RECORDS PROVIDED Block Start

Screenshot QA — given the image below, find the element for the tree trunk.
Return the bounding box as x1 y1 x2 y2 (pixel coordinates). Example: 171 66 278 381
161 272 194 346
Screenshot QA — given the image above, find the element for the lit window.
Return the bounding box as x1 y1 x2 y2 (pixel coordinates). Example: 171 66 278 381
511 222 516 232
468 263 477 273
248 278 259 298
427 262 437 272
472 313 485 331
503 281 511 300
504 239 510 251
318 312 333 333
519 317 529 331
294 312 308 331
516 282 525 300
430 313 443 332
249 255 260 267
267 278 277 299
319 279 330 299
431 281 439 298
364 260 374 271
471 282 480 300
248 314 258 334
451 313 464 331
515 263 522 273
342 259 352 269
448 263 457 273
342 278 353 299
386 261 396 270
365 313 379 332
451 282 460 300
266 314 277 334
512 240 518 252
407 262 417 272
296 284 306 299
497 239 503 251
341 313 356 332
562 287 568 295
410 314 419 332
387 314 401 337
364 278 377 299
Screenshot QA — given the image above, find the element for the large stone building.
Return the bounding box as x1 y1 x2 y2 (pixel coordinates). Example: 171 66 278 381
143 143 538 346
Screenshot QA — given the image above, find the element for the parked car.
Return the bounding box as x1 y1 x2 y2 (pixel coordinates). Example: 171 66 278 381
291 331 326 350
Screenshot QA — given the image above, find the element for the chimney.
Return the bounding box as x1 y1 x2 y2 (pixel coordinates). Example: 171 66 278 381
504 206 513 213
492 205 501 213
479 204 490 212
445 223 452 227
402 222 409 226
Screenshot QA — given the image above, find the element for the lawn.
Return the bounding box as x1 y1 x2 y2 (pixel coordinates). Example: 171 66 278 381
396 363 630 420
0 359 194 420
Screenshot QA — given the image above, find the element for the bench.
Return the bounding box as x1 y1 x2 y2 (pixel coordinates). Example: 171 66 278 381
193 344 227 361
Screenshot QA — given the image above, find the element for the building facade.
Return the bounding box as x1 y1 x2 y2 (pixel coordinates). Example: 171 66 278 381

RECORDS PROVIDED Block End

— EXERCISE PROMPT —
The result should consist solely of the lines from the one that contains "for the bench." to the last line of the records above, reproduced exactly.

— WRITTEN ANSWER —
Screenshot QA — given the image above, find the element for the bench.
Return the bounding box as x1 y1 x2 y2 (pixel coordinates). Example: 171 66 278 381
193 344 227 361
Screenshot QA — given the image above, find the element for the building facade.
Return the bounding box as x1 y1 x2 y2 (pixel coordinates). Example: 171 66 278 381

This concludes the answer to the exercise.